Today we are discussing the final part in Scouting the Divine: Part 2. Yes, we read the parts out of order in an attempt to have the two books mildly line up.
First off, tomatoes!
When Margaret and Leif helped Joe and his mom can all of those tomatoes, I thought of all that we have learned about tomatoes in Humble Roots and the difference between knowledge and wisdom. (Is a tomato a vegetable or a fruit?) Also the difference between homegrown tomatoes and store bought as they relate to humility, the ways God works in us.
I smile that we, as the book club have inside short cuts like “tomatoes” or Rachel’s reference to binary thinking in the comments last week, that say so much more than the mere words.
As I review my notes for this section, what stands out is how much time and awareness is needed when it comes to farming (or growing things in our own lives) and that eventually, “fields don’t lie.”
People in this book club are spread out all over the world. So, some of you live quite removed from nature. Sure, you might have a flower market nearby and trees line your streets, but your reality is more of an urban jungle. Others of you are in small villages and your reality is more governed by natural rhythms. The rest of you live somewhere between these extremes. I would be curious to hear what your location is like, how are you aware of the changing of the seasons?

WRITTEN EXERCISE: Reproduce the book club post word for word, from start to finish.

SOURCE DATA:
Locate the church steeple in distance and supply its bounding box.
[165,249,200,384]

SOLUTION FOR THIS EXERCISE:
Today we are discussing the final part in Scouting the Divine: Part 2. Yes, we read the parts out of order in an attempt to have the two books mildly line up.
First off, tomatoes!
When Margaret and Leif helped Joe and his mom can all of those tomatoes, I thought of all that we have learned about tomatoes in Humble Roots and the difference between knowledge and wisdom. (Is a tomato a vegetable or a fruit?) Also the difference between homegrown tomatoes and store bought as they relate to humility, the ways God works in us.
I smile that we, as the book club have inside short cuts like “tomatoes” or Rachel’s reference to binary thinking in the comments last week, that say so much more than the mere words.
As I review my notes for this section, what stands out is how much time and awareness is needed when it comes to farming (or growing things in our own lives) and that eventually, “fields don’t lie.”
People in this book club are spread out all over the world. So, some of you live quite removed from nature. Sure, you might have a flower market nearby and trees line your streets, but your reality is more of an urban jungle. Others of you are in small villages and your reality is more governed by natural rhythms. The rest of you live somewhere between these extremes. I would be curious to hear what your location is like, how are you aware of the changing of the seasons?